#### Exercise set:
- a) Which body parts does the essay on non-violent engagement below list for a stress scan?
- b) Do the following statements agree with the essay on non-violent engagement below? Answer yes or no for each, quoting the words of the essay that decide it.
(i) The wife in the couple who joined the table took over the conversation.
(ii) The dear friend says he still gets involved in politics.
(iii) Teaching is described as a vocation.
- c) Carry on the essay on non-violent engagement below, starting after its last line.

#### Document:
━━━━━━━━━━

When in public, in-person, or Zooming, my husband and I practice non-violent engagement. Peaceful withdrawl from an agressive person or group takes practice, practice, practice.
When in-person or while visiting on the phone or during a Zoom group with close friends, we can let our guard down a bit, however, it will always be part of our way of dealing with the choices we made a long time ago which include being lifelong learners of literature, teaching as a vocation, and being social justice advocates.
Here’s an example. Last week we were sitting at a table having a safe and healthy discussion with friends when a couple joined us, and the wife immediately started dominating the conversation and singling me out with eye contact and questions meant to make us look and feel stupid. (That’s my shortcut answer to her psychological profile.)
After I had a similar experience many years ago I told a dear friend and he quipped, “That’s why I don’t get involved in politics anymore!!” We all laughed until our ribs hurt, and cried hard. He’s totally into voicing his opinions at all costs.
But therein lies the rub, Non-Violent Engagement 101:
Pick your battles wisely.
You’re right! Yes, you can feel it, the cringe of being manipulated. Don’t take the bait.
Don’t fall for it. Don’t feel like you have to solve other people’s problems because they can’t fix it. A pugnacious spouse with a passive husband looking at you, pleading, “HELP ME!” doesn’t mean you have to. DON’T!
Scan your body for stress: toes, stomach, palms, arms, neck, head. Relax. Breathe.

━━━━━━━━━━

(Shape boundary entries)
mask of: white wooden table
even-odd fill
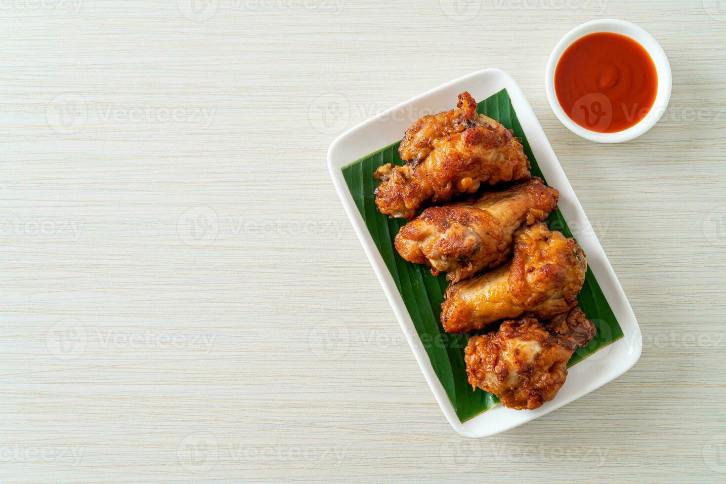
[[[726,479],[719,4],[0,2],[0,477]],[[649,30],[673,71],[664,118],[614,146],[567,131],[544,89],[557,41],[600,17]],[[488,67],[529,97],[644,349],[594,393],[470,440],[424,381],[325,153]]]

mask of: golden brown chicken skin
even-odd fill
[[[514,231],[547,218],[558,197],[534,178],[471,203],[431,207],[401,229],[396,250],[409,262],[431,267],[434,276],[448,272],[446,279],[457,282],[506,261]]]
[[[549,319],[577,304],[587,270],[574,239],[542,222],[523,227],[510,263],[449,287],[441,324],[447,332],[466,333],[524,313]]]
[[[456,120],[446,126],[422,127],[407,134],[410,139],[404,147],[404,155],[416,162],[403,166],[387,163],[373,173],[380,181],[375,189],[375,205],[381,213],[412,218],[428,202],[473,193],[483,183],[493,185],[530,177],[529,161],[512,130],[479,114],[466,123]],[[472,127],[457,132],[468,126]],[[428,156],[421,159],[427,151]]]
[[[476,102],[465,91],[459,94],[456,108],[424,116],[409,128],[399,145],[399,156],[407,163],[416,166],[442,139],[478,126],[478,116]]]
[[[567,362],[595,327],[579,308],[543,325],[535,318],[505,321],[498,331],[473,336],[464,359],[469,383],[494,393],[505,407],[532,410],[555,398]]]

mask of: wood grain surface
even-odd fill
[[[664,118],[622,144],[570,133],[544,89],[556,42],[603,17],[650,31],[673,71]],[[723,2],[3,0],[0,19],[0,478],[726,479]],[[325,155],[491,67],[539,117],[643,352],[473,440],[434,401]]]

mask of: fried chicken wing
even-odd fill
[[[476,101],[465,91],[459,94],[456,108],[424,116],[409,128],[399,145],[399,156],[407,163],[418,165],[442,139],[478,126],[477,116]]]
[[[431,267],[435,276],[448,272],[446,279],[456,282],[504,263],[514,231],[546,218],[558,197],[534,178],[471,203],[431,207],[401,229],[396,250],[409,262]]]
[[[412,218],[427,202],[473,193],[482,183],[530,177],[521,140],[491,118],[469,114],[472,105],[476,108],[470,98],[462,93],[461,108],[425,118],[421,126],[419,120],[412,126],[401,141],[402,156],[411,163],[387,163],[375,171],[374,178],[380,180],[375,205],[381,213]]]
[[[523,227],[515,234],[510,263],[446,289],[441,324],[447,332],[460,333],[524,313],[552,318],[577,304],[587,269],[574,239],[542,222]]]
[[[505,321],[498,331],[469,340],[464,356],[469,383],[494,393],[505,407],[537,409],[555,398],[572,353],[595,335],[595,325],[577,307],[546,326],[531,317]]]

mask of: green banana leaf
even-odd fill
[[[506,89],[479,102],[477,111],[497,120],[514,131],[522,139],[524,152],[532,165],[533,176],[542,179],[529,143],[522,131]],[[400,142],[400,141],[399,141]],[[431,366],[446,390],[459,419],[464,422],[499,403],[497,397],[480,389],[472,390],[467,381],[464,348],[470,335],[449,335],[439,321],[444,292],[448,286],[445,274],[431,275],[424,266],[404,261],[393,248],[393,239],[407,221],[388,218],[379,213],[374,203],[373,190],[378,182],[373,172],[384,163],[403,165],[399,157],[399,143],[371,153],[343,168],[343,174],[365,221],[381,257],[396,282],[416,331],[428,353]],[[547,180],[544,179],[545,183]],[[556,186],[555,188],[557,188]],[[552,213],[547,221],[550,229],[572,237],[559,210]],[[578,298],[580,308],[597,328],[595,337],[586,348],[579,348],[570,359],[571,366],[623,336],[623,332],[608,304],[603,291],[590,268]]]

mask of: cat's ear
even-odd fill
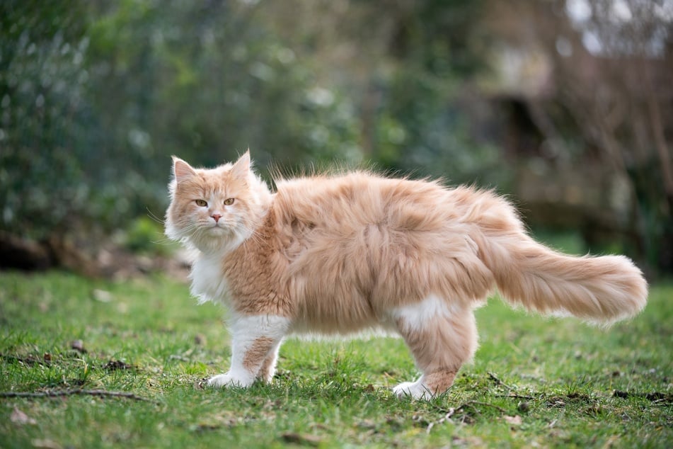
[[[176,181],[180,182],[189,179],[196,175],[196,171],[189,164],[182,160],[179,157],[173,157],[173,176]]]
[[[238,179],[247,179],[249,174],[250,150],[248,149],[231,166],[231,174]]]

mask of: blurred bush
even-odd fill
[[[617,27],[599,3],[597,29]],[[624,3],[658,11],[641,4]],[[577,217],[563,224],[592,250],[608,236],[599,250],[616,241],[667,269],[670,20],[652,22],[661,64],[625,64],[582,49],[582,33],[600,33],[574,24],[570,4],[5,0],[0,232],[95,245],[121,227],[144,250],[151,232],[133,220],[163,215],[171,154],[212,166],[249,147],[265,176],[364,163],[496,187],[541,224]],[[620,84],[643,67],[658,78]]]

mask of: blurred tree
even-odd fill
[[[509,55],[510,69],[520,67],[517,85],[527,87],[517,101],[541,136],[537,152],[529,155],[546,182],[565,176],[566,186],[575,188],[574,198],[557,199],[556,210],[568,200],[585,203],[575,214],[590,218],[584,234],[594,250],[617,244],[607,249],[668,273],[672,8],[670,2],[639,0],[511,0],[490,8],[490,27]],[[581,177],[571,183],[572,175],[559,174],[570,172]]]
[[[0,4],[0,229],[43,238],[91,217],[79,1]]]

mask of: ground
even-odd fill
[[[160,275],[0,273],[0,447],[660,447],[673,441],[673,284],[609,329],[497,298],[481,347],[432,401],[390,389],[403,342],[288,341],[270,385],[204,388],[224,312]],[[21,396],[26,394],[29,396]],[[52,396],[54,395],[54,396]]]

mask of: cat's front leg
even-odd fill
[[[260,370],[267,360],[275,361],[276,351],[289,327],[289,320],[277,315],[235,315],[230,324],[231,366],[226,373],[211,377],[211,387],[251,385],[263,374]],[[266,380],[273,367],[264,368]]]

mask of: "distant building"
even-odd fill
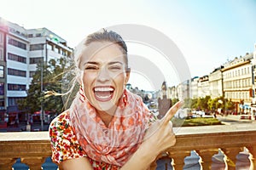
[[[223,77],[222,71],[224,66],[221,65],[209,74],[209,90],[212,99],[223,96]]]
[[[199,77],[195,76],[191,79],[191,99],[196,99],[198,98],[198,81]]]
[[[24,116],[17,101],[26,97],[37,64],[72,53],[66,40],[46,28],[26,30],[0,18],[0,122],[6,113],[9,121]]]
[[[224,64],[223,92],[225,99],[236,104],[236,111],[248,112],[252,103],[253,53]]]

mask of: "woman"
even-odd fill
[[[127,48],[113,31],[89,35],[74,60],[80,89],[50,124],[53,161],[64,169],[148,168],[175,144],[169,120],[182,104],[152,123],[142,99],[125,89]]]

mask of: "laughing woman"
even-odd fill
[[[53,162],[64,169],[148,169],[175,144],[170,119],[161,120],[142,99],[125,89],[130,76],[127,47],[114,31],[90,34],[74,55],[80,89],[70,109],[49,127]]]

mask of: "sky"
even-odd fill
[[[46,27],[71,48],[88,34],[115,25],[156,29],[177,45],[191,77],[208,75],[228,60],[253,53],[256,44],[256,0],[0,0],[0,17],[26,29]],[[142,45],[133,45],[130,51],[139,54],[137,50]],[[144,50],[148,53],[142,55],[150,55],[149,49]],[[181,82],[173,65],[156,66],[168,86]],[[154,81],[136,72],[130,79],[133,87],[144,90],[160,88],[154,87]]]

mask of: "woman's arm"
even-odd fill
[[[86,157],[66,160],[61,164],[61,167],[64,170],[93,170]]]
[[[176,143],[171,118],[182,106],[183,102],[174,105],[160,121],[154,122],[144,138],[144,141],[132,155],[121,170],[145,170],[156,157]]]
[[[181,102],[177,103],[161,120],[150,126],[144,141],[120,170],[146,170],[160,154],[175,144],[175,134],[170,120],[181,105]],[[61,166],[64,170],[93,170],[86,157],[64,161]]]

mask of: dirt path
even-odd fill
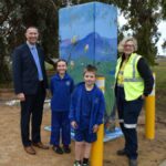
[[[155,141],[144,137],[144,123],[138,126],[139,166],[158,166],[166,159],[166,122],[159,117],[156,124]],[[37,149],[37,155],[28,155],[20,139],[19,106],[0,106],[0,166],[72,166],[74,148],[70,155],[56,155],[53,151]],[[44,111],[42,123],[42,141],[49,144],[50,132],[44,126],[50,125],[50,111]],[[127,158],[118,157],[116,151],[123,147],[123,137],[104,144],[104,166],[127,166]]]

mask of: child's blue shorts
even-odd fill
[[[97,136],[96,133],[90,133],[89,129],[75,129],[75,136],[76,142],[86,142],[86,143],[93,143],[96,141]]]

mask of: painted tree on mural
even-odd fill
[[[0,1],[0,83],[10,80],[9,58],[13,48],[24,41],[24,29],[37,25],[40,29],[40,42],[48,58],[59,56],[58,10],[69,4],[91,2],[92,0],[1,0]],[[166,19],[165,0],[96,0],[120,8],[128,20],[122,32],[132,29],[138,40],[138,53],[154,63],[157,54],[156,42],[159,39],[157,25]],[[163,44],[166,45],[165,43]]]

━━━━━━━━━━

#### Answer list:
- a) toes, stomach, palms, arms, neck, head

- b)
(i) Yes: "the wife immediately started dominating the conversation"
(ii) No: "That’s why I don’t get involved in politics anymore!!"
(iii) Yes: "teaching as a vocation"

- c)
Look away from the perpetrator. Smile at someone who loves you.
Choose: remain seated if you wish, but let go of or ignore every comment the abuser sends your way, and most especially the mocking tone.
No, not everyone is funny. No, you are not being too sensitive. The abuser knows they are mocking you. The abuser wishes he is funny and wishes the entire table loves him. They don’t! Like you other people sitting at the table are processing some related form of fear and simply trying to anticipate the abusers next move.
You don’t have to like everyone. If someone shouting your name from across the table or room to draw attention to a fight is a trigger for you, perhaps it sounds familiar like your drunk Uncle from the past, well, in many ways he is!! Create a healthy script for self-soothing. Talk to yourself even if it’s in silence.
Don’t respond. Don’t return a sarcastic comment.
OR
Choose: tell them “This is an unhealthy conversation and I am asking you to respect my boundaries and leave me (us, my children) alone.”
Choose: Do not treat every argument as valid. Don’t explain why you won’t engage with this hostile person’s point of view.
(Scan the table and validate that others become silent for the same reasons. Bullies create emotional earthquakes. Bullies trigger past trauma. Unhappy people dislike happy people; people ashamed of who they are, and love picking on others–but none of this is your problem. Move on.
Choose: that sad look from the passive enabler boyfriend, spouse or relative is not your problem. They could be in denial or maybe they like the way this works for them too.
Choose: accept the fact that this person will most probably never change.
Choose: set healthy boundaries.
Choose: get up and walk away.
Choose: cultivate healthy habits in the days leading up to events like this so you can feel like a million bucks when you walk in. Unfortunately, these kinds of people turn up everywhere and the worst thing you can do is stop showing up or going out in public.
Plan beforehand who you want to stand next to at a protest. Find a “Peace Posse” and make sure you walk in together.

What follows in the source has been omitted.